Records for this exercise:
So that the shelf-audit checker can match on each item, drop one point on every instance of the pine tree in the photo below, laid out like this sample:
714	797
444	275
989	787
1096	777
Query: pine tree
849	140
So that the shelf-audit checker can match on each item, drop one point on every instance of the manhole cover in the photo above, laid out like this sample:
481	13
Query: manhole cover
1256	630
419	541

Short problem: Copy the lines above exactly as they appear.

Written solution:
So that the shelf-audit checker can match on each item, drop one point on every instance of the pine tree in the photo below, laid out like this sample:
714	797
444	275
989	787
1096	777
Query: pine tree
849	140
So that the shelf-audit checker can match on each item, drop one point on every instance of the manhole cover in the photo above, laid out like this sample:
481	13
Query: manhole cover
1256	630
419	541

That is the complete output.